» Point labeling material
#####

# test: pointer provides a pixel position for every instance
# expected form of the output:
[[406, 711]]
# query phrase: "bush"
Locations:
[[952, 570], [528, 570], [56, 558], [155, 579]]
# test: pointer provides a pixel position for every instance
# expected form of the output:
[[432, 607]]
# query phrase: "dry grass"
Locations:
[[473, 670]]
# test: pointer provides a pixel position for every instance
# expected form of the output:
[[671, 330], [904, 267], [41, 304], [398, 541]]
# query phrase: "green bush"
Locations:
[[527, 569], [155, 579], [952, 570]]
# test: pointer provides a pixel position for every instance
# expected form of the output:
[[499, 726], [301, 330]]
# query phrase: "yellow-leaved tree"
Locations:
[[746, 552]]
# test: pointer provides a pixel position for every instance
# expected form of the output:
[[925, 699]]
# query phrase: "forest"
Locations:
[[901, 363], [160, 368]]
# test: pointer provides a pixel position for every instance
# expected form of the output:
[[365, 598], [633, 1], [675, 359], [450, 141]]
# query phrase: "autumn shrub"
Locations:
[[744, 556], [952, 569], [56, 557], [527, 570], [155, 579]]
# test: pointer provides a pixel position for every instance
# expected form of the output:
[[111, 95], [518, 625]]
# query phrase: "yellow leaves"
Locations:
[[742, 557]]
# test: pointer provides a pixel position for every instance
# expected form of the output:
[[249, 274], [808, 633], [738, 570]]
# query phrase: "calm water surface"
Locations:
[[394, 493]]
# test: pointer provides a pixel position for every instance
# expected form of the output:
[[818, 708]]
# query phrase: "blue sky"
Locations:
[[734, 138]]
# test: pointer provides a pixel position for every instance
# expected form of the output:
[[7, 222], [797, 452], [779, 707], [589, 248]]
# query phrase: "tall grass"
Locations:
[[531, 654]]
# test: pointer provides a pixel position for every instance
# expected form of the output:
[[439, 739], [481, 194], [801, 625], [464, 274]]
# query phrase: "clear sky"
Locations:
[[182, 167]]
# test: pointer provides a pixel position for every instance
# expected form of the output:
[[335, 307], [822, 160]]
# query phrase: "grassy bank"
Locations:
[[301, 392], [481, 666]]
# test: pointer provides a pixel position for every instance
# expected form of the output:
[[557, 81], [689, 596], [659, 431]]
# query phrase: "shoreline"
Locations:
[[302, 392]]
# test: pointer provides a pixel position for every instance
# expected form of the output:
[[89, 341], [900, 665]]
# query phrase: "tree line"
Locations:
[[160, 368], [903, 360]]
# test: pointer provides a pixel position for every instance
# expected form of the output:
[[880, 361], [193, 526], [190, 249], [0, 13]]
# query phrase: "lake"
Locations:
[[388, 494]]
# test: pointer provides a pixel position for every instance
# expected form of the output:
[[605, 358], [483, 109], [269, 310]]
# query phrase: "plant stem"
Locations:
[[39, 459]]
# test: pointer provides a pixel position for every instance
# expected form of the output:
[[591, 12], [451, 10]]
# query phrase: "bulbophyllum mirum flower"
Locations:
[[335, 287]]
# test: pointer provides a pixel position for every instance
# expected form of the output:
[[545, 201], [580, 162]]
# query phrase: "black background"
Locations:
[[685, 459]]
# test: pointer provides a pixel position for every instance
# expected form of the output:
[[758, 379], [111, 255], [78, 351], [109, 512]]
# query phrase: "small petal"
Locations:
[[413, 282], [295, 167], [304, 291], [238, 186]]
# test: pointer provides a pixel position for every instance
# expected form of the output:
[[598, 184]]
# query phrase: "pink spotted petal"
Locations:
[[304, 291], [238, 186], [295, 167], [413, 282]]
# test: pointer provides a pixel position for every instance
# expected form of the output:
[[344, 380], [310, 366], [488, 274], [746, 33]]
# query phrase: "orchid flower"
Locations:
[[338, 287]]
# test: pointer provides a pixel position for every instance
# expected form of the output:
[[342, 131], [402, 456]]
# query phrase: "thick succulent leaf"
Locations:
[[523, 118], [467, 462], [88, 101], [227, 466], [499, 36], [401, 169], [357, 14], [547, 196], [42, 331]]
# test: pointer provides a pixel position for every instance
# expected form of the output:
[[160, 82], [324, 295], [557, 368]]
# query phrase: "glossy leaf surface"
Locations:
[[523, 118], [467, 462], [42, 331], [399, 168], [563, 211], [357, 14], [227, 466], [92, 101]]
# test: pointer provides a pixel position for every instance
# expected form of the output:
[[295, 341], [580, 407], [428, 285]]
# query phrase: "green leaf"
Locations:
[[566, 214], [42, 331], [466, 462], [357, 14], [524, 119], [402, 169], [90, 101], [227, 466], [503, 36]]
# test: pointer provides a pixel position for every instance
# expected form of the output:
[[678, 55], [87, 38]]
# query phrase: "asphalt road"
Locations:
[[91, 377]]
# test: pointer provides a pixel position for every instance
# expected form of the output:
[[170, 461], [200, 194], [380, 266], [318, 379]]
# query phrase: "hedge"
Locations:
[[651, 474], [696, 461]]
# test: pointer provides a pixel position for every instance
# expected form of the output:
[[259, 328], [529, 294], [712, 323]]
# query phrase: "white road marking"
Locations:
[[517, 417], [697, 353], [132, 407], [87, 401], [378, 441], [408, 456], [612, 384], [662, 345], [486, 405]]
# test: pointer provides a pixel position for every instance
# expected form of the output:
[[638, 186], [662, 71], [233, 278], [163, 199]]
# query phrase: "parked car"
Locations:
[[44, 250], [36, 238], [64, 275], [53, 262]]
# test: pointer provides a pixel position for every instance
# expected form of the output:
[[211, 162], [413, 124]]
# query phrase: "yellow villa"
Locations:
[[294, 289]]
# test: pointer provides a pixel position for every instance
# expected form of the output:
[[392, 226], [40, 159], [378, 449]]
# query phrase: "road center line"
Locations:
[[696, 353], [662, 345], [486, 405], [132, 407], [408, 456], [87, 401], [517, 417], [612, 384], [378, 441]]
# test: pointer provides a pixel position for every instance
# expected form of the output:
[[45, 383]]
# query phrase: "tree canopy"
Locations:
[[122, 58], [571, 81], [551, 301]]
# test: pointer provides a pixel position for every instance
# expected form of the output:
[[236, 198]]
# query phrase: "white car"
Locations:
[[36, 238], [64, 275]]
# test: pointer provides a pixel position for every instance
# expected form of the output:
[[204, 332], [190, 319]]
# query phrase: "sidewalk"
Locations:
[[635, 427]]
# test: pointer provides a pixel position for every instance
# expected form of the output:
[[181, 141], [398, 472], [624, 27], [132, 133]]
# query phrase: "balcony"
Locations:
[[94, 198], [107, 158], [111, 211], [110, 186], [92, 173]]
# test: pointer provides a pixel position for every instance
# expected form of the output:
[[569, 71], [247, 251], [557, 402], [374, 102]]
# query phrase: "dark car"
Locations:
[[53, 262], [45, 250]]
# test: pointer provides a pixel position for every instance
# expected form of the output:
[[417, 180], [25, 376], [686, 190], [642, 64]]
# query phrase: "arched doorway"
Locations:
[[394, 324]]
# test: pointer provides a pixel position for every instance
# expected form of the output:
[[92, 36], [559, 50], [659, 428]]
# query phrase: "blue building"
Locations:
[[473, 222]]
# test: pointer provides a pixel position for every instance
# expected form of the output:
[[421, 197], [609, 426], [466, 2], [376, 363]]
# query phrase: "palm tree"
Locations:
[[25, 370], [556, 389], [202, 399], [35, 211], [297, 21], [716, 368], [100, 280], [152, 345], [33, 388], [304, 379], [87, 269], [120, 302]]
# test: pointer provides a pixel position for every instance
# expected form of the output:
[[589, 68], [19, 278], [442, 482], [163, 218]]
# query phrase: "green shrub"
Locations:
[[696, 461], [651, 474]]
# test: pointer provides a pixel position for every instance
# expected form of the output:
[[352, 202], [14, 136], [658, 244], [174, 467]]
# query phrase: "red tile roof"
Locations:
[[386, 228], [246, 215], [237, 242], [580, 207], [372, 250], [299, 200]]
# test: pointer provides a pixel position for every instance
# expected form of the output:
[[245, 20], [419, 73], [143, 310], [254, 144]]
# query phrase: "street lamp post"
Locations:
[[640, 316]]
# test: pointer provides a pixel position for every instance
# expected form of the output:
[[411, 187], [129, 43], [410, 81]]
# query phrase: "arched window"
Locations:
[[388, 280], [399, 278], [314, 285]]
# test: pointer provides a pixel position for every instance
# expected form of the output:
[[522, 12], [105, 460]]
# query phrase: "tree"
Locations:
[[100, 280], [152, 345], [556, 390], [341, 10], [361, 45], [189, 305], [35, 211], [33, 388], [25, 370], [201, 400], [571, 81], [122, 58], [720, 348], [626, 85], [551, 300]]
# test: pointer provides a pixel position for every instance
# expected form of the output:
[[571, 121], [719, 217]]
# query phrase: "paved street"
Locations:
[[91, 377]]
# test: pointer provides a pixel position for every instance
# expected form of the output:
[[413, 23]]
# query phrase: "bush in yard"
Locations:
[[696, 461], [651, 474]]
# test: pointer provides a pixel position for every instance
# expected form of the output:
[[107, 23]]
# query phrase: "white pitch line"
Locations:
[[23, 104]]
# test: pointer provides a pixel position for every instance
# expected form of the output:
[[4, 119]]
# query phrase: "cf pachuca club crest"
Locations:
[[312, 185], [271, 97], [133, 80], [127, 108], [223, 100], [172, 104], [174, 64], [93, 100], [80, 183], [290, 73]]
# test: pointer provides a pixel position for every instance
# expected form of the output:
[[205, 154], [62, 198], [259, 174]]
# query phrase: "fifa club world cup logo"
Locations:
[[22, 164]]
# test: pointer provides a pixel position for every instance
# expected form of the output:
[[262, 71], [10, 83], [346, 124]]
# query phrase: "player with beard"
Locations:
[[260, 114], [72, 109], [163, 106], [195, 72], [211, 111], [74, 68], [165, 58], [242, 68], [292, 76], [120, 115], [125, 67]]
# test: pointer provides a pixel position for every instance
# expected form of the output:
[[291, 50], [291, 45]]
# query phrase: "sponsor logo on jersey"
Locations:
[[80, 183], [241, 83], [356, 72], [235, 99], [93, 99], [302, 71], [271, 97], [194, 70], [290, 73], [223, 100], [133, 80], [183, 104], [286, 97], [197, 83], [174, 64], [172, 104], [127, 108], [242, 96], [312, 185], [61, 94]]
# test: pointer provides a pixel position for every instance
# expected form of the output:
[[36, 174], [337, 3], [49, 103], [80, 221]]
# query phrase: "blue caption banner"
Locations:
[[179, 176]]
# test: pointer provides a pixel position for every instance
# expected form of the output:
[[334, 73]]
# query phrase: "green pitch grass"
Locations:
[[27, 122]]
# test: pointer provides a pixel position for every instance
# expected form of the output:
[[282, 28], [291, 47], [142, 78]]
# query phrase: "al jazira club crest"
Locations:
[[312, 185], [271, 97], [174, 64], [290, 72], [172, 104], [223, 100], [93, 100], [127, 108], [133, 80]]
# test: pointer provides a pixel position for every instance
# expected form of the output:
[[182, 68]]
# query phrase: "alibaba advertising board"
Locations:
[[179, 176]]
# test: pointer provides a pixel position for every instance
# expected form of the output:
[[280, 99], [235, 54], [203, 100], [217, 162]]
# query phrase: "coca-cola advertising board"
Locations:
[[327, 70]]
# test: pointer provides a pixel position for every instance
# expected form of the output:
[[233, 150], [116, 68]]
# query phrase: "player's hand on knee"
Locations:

#####

» WHAT THIS TASK INVOLVES
From the material above, copy out every line that contains the string "road".

» IN RESPONSE
# query phrase: "asphalt road"
# query phrase: "white road marking"
# query phrase: "road center line"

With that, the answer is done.